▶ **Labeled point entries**
━━━

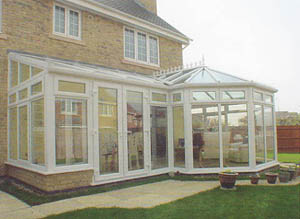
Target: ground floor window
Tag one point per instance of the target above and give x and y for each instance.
(159, 137)
(71, 135)
(178, 136)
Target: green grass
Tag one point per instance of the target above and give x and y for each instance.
(288, 158)
(34, 198)
(278, 202)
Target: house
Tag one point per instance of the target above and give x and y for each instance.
(86, 99)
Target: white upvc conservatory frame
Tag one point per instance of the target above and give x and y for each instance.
(109, 79)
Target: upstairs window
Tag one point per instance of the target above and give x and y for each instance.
(141, 47)
(67, 22)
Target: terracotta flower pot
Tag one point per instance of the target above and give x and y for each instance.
(227, 180)
(271, 177)
(284, 176)
(254, 179)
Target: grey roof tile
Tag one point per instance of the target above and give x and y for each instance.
(132, 7)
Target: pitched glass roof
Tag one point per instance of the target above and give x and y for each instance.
(199, 75)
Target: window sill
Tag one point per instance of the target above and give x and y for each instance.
(125, 61)
(65, 39)
(3, 36)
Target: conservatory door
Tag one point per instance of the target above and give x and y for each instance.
(109, 130)
(135, 134)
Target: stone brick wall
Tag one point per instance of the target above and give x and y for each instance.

━━━

▶ **Short exercise**
Rewrite all the entries with "Tag one point per instance" replaced by "Place one point on each instance" and nothing else changed, leaving out the pictures.

▶ **The solution**
Target: ground floor window
Place one point on each instance of the target above and give x and y for each instance.
(159, 137)
(71, 135)
(178, 136)
Target: green grass
Place one point on each instance of the target above and give x and y for each instance.
(288, 158)
(34, 198)
(278, 202)
Target: house
Place one point on each instance of the target above and give x and y for each instance.
(86, 99)
Target: white upvc conservatory frame
Place one point on each instance of the target above and give x and y for each instance.
(109, 79)
Target: upstairs window
Place one point on each instance of the target above and give x and y for each instance.
(141, 47)
(67, 22)
Target: terracotta flower pot
Place one point on each instance of the target above and give x and y for each instance.
(227, 180)
(271, 177)
(284, 176)
(254, 179)
Target: grey roof tile
Place one point on each instance of the target above and give x and y for each instance.
(132, 7)
Target: pitched glass roof
Place one point on each instance of the target above and give x and y for each instance.
(199, 75)
Target: window sill
Place one point on each instance of the target above and give x and y for each instance.
(125, 61)
(65, 39)
(3, 36)
Target: conservatory door
Place one point on each instance of the target above and give x and y for each instance.
(109, 130)
(135, 134)
Target: stone brick wall
Place one point on each instance of the target above and give x and y for each instance.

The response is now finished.